Source:
-- Begin --

From https://en.wikipedia.org/wiki/Edge_computing:

Edge computing is a method of optimizing cloud computing systems "by taking the control of computing applications, data, and services away from some central nodes (the "core") to the other logical extreme (the "edge") of the Internet" which makes contact with the physical world.[1] In this architecture, data comes in from the physical world via various sensors, and actions are taken to change physical state via various forms of output and actuators; by performing analytics and knowledge generation at the edge, communications bandwidth between systems under control and the central data center is reduced. Edge Computing takes advantage of proximity to the physical items of interest also exploiting relationships those items may have to each other.


Basically, how such computing should be done? Preferably with little to none of the data reaching the central server.

Funny how computing got centralized, and now is slowly getting decentralized again. I'm happy to see tech for that developing, but I worry that data ownership will continue to be centralized.


Eagerly waiting for Dev kits - to be released in couple of months!


Looking at the image, looks like the die size is around 10-36 mm2,so presumably it's meant to be an ultra low performance chip?


Hey. We don't say low performance. We say efficient, or low cost.


Sorry, yes, I didn't mean that as a negative, I just meant wrt its target market.

Also smaller != more efficient


Int8 and Int16? I never worked with quantized models, anyone mind sharing their experience? Do such models achieve state-of-the-art performance?

-- End --

Data excerpts:
-- Begin --

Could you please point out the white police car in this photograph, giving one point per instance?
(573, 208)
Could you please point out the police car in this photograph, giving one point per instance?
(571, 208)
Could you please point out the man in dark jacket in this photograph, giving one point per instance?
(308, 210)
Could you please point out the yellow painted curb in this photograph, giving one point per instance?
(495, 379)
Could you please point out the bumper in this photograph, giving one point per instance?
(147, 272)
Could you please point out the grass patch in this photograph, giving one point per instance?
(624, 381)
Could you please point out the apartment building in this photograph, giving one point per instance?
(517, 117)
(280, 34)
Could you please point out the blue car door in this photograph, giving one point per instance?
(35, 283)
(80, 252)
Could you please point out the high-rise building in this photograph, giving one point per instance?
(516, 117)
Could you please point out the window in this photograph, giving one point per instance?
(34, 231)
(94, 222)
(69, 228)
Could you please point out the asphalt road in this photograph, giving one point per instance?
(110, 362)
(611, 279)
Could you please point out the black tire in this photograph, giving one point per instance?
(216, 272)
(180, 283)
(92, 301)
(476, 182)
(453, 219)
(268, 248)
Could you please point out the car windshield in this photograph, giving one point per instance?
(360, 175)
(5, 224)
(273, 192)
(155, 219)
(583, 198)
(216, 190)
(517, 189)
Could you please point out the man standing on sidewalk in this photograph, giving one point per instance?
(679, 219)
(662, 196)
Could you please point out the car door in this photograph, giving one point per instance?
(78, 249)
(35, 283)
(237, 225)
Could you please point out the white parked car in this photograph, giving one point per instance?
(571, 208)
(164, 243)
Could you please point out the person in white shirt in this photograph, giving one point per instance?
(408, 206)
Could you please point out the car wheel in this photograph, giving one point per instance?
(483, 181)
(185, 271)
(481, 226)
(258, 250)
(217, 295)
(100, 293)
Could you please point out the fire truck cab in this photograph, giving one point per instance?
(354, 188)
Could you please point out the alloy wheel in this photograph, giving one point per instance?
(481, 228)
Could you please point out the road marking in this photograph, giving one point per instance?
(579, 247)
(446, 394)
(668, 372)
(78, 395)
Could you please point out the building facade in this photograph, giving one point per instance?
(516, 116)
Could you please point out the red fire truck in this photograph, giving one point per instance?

-- End --

What to work on:
1) In the edge computing text, what is reduced when analytics and knowledge generation are performed at the edge?
2) Write the next part of the edge computing text, picking up right after its final sentence.
The rows aren't needed for what comes next.

Answers by task:
1) The communications bandwidth between the systems under control and the central data center is reduced.

2)
a) that's just for inference, you don't train with that.

b) a fully float-trained model "quantized" to int16 typically loses overall precision, but often works well enough. It's also usually faster (if implemented properly).

c) there's a version where you go all the way down to int1 (bits) and binary ops instead of addmuls on floats and ints. It can solve some problems. And properly compiled, it's wicked fast.


> there's a version where you go all the way down to int1 (bits)

There's also a Zen version that uses just 0.5 bits. </joke>


We lose a tiny bit of accuracy (quantizing for Android Tensorflow Lite), that's about it. I was pretty impressed.


It's an AI chip for mobile devices out on missions. Skynet... err... I mean Google.. set it to read-only when out on these missions.

Inference only, no ML training. Only the Cloud has löööörning capabilities.

I bet you can just unscrew the head and flip a dip-switch, and it'll start combining insults in no time.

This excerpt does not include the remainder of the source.